• **Text**:
** START **

J. M. PO PAUCO, Plaintiff-Appellant, v. J. G. TAN JUNCO, Defendant-Appellee.

Jose M. Hontiveros and Camus, Delgado & Recto for Appellant.

Block, Johnston & Greenbaum for Appellee.

SYLLABUS


1. PLEADING AND PRACTICE; EVIDENCE; CAUSE REMANDED FROM SUPREME COURT; SUPPLEMENTAL PROCEEDINGS IN COURT OF ORIGIN; RECORD AS PROOF. — When a case comes before a Court of First Instance upon supplemental proceedings, after the remand of the record from this court upon a previous appeal, the whole record must be considered to be before the court as evidence without the formality of the presentation of the record as proof by the litigants. The rule to be applied in such a situation is identical with that which obtains when a new trial is granted in a Court of First Instance or is ordered by the Supreme Court.

2. ID., EXECUTION OF JUDGMENT PENDING APPEAL; REVERSAL; LIABILITY OF PLAINTIFF IN EXECUTION FOR PROPERTY ACQUIRED BY HIM. — When a judgment is prematurely executed pending appeal and the cause is subsequently reversed in the Supreme Court, the plaintiff in the execution should, upon return of the cause to the lower court, be required to make specific restitution of such of the property of the judgment debtor as may have been acquired at the execution sale by the plaintiff or by any other person acting in his behalf; and if specific restitution becomes impracticable, the plaintiff in the execution becomes liable for the full value of the property at the time of its seizure, with interest.

3. ID.; ID; ID.; LIABILITY OF PLAINTIFF IN EXECUTION FOR PROCEEDS OF PROPERTY SOLD TO THIRD PERSONS. — Where, however, the property is sold by the sheriff to third persons, the plaintiff in the execution is liable to the judgment debtor only for the amount realized at the sheriff’s sale, with interest. When the execution is thus obtained pending an appeal, the proceeding is lawful and those who act under the process are protected. The situation is different from that where the writ of execution is absolutely void, as where execution is sued out upon a void judgment or upon a judgment that has been paid, or where an execution is levied upon the property of some other person than the defendant in the execution.


D E C I S I O N


STREET, J.:


This case appears before us on appeal for the second time, for the revision of the judgment rendered in the lower court in the determination of a supplemental motion pursuant to a judgment entered in this court upon a prior appeal.

** END **

• **Exercise materials**:
** START **

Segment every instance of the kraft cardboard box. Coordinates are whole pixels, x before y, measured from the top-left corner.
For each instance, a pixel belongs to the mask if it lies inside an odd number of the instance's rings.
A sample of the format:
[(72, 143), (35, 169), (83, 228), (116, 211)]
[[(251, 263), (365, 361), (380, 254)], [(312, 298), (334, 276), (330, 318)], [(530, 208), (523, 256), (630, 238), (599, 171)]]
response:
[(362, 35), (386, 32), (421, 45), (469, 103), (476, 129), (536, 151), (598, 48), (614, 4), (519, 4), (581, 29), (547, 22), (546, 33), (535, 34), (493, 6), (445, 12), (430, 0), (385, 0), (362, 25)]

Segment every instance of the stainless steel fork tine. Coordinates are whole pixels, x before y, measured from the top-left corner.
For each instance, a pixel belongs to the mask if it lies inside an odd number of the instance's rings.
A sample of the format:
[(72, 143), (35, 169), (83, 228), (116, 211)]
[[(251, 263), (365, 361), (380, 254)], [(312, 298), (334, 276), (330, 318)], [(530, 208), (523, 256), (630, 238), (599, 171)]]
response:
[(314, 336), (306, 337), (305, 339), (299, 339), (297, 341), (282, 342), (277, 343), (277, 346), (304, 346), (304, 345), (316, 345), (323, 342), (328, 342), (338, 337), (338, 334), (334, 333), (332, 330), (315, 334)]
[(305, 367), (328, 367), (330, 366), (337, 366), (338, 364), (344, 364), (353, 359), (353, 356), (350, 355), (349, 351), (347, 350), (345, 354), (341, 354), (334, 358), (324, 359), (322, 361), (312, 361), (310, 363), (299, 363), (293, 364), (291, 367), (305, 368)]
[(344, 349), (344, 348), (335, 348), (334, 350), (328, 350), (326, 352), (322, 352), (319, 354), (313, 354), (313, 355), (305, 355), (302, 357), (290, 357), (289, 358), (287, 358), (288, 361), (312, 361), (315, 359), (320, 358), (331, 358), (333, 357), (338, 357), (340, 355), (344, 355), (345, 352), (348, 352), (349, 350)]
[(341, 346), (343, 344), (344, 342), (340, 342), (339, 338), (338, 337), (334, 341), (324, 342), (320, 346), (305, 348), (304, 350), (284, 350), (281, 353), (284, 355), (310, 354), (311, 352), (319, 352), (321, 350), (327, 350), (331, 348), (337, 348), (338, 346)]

** END **

• **Exercise requirements**:
- 1) List every situation that the court decision gives as an example of a writ of execution being absolutely void.
- 2) In the rows, rewrite the stretch from the line containing "Segment every instance of the stainless" through the line containing "367), (305, 368)]", replacing "top-left corner" with "upper-left corner" and leaving everything else unchanged.

• **Expected responses**:
- 1)
- Execution is sued out upon a void judgment.
- Execution is sued out upon a judgment that has been paid.
- An execution is levied upon the property of some other person than the defendant in the execution.

- 2)
Segment every instance of the stainless steel fork tine. Coordinates are whole pixels, x before y, measured from the upper-left corner.
For each instance, a pixel belongs to the mask if it lies inside an odd number of the instance's rings.
A sample of the format:
[(72, 143), (35, 169), (83, 228), (116, 211)]
[[(251, 263), (365, 361), (380, 254)], [(312, 298), (334, 276), (330, 318)], [(530, 208), (523, 256), (630, 238), (599, 171)]]
response:
[(314, 336), (306, 337), (305, 339), (299, 339), (297, 341), (282, 342), (277, 343), (277, 346), (304, 346), (304, 345), (316, 345), (323, 342), (328, 342), (338, 337), (338, 334), (334, 333), (332, 330), (315, 334)]
[(305, 367), (328, 367), (330, 366), (337, 366), (338, 364), (344, 364), (353, 359), (353, 356), (350, 355), (349, 351), (347, 350), (345, 354), (341, 354), (334, 358), (324, 359), (322, 361), (312, 361), (310, 363), (299, 363), (293, 364), (291, 367), (305, 368)]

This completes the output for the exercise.